Everything from the line containing "segment **antenna mast on rooftop**" through the last line of the records must be returned verbatim, and nothing outside that range.

(Region labeling entries)
====================

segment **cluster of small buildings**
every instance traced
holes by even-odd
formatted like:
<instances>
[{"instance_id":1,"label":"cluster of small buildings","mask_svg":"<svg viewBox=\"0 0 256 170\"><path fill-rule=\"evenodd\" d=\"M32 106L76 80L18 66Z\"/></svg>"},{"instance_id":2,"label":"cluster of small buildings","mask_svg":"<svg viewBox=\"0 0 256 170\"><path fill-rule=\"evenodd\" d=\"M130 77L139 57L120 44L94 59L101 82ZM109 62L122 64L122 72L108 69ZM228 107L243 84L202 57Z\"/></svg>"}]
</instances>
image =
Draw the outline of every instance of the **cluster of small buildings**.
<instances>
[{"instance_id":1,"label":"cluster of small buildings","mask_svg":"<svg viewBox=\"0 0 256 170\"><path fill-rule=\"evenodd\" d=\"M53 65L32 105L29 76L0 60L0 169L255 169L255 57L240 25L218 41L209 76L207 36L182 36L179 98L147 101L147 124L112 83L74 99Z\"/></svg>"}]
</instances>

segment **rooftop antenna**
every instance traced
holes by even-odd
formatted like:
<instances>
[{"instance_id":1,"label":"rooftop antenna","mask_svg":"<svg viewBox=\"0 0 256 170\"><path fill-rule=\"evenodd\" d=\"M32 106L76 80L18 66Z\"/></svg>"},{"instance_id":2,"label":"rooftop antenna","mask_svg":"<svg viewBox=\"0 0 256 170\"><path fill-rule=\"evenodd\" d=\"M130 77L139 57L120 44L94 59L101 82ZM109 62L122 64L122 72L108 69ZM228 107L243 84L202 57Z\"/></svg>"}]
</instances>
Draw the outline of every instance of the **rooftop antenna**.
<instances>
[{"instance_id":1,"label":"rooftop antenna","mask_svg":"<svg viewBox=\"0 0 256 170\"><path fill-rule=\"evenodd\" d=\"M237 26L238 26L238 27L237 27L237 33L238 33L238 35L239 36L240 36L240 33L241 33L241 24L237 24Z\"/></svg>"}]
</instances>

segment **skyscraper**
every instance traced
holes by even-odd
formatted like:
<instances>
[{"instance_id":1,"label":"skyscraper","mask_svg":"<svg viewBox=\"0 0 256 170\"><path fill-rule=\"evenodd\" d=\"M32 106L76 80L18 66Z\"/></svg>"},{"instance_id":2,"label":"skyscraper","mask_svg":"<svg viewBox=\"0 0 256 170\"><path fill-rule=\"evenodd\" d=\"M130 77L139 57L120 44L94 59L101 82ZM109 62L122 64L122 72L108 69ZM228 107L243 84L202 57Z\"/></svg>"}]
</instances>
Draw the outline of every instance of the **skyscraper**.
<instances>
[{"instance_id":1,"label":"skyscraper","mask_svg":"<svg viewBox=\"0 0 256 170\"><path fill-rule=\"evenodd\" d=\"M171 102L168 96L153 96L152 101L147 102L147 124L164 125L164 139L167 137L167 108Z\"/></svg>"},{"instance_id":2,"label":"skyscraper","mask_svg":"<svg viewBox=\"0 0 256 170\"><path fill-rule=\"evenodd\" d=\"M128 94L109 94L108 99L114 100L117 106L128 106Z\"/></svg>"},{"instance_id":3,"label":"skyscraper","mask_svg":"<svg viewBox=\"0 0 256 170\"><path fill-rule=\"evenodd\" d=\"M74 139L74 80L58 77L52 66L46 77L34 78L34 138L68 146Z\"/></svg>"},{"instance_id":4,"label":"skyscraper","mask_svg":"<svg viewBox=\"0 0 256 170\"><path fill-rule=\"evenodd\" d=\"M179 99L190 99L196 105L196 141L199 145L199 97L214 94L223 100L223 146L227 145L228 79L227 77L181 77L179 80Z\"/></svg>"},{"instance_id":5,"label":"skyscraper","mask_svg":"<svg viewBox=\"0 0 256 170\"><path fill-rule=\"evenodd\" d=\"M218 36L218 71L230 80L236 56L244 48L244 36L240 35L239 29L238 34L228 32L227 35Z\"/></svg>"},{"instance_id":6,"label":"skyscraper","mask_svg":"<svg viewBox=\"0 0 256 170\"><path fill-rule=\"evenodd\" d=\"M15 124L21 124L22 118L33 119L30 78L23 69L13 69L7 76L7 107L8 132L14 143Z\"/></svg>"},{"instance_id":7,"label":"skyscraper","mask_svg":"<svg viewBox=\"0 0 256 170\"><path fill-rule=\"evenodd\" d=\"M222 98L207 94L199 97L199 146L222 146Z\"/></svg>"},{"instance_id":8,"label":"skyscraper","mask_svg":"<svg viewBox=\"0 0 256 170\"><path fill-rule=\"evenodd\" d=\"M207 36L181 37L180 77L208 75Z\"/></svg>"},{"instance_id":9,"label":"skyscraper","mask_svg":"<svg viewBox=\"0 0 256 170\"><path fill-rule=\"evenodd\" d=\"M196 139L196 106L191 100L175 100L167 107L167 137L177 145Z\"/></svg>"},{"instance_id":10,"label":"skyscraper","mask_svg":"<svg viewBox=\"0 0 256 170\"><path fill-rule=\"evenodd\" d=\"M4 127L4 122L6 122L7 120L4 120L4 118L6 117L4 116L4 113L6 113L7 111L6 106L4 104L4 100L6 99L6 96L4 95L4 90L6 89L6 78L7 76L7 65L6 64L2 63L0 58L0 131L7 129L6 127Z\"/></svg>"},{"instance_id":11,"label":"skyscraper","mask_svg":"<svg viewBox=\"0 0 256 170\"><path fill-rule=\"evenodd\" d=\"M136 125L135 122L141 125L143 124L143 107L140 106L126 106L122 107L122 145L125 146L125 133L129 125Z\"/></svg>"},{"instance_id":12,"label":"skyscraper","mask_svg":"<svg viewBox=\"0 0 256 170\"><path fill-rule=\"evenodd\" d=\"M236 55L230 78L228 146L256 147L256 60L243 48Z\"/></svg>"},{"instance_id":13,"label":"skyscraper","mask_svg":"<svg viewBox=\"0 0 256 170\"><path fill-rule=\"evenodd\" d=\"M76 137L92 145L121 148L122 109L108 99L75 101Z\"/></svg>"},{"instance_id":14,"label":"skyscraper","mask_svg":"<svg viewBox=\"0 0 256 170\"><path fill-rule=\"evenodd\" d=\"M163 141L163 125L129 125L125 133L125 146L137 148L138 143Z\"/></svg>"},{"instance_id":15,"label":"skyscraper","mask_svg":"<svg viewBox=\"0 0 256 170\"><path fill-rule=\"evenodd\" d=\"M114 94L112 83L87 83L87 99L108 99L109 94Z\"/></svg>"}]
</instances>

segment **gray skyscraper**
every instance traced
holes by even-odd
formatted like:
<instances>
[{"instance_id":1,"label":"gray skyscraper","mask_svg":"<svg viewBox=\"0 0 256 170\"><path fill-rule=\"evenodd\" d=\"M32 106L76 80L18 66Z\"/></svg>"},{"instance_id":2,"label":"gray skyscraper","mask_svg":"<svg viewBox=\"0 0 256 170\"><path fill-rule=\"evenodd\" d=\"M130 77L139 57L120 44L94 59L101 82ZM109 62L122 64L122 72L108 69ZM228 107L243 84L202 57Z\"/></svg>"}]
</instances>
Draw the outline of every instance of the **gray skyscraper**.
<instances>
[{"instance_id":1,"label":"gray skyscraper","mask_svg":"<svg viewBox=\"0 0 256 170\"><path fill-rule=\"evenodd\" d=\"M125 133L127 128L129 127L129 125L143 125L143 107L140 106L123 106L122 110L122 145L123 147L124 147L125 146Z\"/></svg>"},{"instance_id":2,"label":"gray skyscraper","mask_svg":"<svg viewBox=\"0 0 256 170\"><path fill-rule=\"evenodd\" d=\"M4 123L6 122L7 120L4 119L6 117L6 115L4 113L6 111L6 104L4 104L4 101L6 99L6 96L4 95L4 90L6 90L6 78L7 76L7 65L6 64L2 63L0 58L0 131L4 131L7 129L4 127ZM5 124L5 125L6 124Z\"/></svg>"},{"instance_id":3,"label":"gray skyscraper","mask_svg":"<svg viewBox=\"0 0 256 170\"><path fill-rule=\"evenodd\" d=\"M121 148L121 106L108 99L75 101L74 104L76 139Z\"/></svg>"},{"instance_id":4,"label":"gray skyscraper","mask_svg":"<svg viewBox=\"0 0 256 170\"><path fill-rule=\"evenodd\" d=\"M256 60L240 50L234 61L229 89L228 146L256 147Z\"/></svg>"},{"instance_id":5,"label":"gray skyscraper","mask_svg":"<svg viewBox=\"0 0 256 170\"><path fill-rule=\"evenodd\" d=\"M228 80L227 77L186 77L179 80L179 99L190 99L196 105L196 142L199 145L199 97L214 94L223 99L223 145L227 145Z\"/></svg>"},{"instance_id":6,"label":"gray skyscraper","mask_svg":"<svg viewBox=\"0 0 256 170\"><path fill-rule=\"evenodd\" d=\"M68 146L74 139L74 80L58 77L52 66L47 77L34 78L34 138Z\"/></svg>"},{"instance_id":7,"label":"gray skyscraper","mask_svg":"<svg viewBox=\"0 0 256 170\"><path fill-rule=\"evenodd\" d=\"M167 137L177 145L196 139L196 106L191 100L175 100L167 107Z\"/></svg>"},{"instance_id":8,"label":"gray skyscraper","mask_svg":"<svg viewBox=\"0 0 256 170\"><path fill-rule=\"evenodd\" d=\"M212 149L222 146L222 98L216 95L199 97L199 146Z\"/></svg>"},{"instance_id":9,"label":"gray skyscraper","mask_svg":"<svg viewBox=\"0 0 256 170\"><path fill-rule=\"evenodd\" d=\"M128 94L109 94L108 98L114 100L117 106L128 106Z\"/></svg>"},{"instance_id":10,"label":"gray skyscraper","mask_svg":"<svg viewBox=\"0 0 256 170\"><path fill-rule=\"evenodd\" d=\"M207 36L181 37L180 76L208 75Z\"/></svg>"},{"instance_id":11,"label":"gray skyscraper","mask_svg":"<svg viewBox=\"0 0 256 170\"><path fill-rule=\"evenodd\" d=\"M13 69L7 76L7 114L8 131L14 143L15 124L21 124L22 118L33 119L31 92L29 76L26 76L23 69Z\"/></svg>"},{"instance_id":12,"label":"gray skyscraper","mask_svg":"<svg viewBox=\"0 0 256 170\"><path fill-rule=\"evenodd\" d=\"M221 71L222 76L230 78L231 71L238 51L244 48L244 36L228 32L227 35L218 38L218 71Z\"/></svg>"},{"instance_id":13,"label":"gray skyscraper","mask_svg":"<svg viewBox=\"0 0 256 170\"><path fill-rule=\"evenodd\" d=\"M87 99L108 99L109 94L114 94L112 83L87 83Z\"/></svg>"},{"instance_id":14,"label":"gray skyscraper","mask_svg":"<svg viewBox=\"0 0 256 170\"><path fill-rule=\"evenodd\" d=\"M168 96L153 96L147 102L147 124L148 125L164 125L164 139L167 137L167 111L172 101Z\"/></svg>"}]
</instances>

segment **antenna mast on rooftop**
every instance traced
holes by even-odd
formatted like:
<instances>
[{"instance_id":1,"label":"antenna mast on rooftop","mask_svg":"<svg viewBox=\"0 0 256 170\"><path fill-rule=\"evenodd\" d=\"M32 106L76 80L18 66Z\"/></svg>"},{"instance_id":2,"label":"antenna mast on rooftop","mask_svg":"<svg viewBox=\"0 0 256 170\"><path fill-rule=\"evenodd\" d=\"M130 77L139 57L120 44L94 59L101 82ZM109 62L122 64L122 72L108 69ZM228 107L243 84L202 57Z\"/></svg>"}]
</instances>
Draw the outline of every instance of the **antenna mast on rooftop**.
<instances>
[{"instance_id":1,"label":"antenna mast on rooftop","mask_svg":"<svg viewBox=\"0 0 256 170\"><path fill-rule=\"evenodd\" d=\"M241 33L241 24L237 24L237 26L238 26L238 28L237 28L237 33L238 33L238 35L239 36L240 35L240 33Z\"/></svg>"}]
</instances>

====================

SOLUTION FOR THIS TASK |
segment **antenna mast on rooftop**
every instance traced
holes by even-odd
formatted like:
<instances>
[{"instance_id":1,"label":"antenna mast on rooftop","mask_svg":"<svg viewBox=\"0 0 256 170\"><path fill-rule=\"evenodd\" d=\"M32 106L76 80L18 66Z\"/></svg>"},{"instance_id":2,"label":"antenna mast on rooftop","mask_svg":"<svg viewBox=\"0 0 256 170\"><path fill-rule=\"evenodd\" d=\"M130 77L139 57L120 44L94 59L101 82ZM109 62L122 64L122 72L108 69ZM228 107L243 84L202 57Z\"/></svg>"}]
</instances>
Draw the outline of every instance of the **antenna mast on rooftop**.
<instances>
[{"instance_id":1,"label":"antenna mast on rooftop","mask_svg":"<svg viewBox=\"0 0 256 170\"><path fill-rule=\"evenodd\" d=\"M241 33L241 24L237 24L237 26L238 26L238 28L237 28L237 33L238 33L238 35L239 36L240 35L240 33Z\"/></svg>"}]
</instances>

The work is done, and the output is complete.